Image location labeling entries
** start **

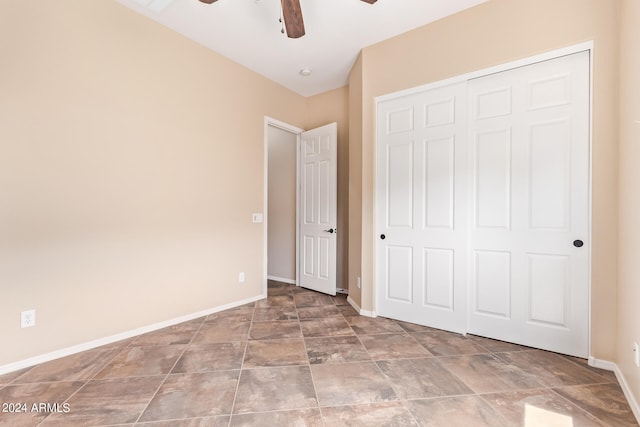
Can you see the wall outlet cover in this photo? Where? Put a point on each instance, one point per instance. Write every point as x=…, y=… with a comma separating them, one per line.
x=27, y=318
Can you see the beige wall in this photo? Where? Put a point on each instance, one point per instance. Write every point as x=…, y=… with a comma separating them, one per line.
x=356, y=101
x=329, y=107
x=492, y=33
x=281, y=218
x=628, y=330
x=131, y=160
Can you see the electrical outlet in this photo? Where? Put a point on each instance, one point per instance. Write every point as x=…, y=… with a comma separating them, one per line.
x=27, y=318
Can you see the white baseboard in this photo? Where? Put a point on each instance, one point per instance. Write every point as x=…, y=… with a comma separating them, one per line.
x=610, y=366
x=359, y=310
x=47, y=357
x=282, y=279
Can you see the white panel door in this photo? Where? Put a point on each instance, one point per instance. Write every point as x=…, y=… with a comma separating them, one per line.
x=318, y=209
x=529, y=246
x=421, y=225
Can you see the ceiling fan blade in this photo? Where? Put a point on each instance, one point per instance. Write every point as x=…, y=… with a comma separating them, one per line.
x=292, y=13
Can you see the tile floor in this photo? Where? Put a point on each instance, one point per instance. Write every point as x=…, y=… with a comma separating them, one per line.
x=299, y=358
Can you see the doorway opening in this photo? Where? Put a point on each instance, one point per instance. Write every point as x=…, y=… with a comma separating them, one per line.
x=300, y=202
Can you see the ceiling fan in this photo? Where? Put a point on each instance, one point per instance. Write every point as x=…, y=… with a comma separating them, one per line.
x=292, y=14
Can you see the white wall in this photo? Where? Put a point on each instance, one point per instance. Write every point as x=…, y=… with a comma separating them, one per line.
x=281, y=215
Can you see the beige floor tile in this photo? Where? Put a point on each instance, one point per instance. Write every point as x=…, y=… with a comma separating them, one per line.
x=275, y=313
x=461, y=411
x=276, y=301
x=300, y=417
x=216, y=332
x=275, y=389
x=20, y=401
x=539, y=408
x=443, y=343
x=318, y=312
x=104, y=402
x=486, y=373
x=604, y=401
x=177, y=334
x=80, y=366
x=330, y=326
x=275, y=353
x=388, y=414
x=352, y=383
x=373, y=326
x=211, y=357
x=551, y=369
x=393, y=346
x=275, y=330
x=193, y=395
x=312, y=299
x=142, y=361
x=234, y=315
x=338, y=349
x=421, y=378
x=219, y=421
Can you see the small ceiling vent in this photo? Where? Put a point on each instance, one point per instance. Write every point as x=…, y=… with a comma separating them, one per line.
x=156, y=6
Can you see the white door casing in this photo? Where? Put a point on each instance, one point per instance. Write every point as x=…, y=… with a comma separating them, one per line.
x=421, y=250
x=518, y=179
x=318, y=209
x=529, y=134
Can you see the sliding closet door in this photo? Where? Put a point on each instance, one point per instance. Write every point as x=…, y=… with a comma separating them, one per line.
x=529, y=233
x=421, y=224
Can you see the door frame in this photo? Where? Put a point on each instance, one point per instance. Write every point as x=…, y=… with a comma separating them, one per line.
x=553, y=54
x=269, y=121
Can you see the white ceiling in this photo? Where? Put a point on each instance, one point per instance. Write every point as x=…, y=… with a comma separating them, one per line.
x=248, y=32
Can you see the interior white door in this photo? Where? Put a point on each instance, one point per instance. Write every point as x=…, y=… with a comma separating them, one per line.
x=529, y=246
x=318, y=208
x=421, y=225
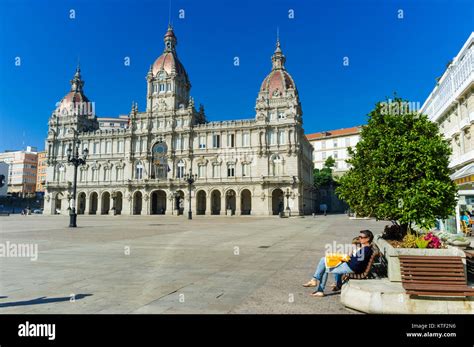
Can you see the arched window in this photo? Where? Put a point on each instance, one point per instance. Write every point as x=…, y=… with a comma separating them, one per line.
x=180, y=170
x=61, y=173
x=160, y=161
x=139, y=171
x=277, y=169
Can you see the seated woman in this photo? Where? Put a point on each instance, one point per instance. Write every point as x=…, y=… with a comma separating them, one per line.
x=338, y=277
x=466, y=218
x=357, y=263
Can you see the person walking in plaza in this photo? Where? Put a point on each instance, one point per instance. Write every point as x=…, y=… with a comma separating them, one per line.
x=356, y=263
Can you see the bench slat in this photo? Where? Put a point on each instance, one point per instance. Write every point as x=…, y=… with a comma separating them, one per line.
x=445, y=288
x=430, y=270
x=434, y=276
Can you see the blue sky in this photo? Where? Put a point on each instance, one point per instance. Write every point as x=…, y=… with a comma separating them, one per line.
x=386, y=54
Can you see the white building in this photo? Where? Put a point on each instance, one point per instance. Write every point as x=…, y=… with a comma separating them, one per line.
x=335, y=144
x=3, y=179
x=451, y=105
x=22, y=169
x=111, y=123
x=251, y=166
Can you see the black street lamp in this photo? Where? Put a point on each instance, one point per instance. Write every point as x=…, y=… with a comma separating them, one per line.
x=114, y=198
x=74, y=159
x=190, y=178
x=288, y=202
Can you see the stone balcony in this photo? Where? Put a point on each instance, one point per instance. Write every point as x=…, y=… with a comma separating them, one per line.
x=457, y=78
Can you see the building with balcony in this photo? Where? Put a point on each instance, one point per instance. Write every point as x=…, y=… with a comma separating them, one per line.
x=451, y=105
x=22, y=166
x=252, y=166
x=335, y=144
x=41, y=172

** end **

- [STATED GOAL]:
Render the material from the line with "Can you see the beige wall" to the line with "x=282, y=279", both included, as a Markdown table with a column named Row for the line number and a column named Line for the line itself, omitting blank lines.

- [OUTPUT OF THE EXERCISE]:
| Row | Line |
|---|---|
| 1 | Can you see the beige wall in this photo? Where? Put a point on each instance, one point per instance. Write every point as x=…, y=… with a comma separating them, one per line. |
| 2 | x=356, y=101 |
| 3 | x=329, y=107 |
| 4 | x=492, y=33 |
| 5 | x=281, y=218 |
| 6 | x=628, y=330 |
| 7 | x=131, y=160 |
| 8 | Can you see the electrical outlet in this photo? Where? Put a point on each instance, one point per instance. Write every point as x=…, y=… with a comma separating them, one per line. |
| 9 | x=27, y=318 |
| 10 | Can you see the white baseboard in this photo? Where? Put a point on each instance, one point per instance. Write every point as x=…, y=… with a comma separating them, one per line. |
| 11 | x=610, y=366 |
| 12 | x=359, y=310 |
| 13 | x=47, y=357 |
| 14 | x=282, y=279 |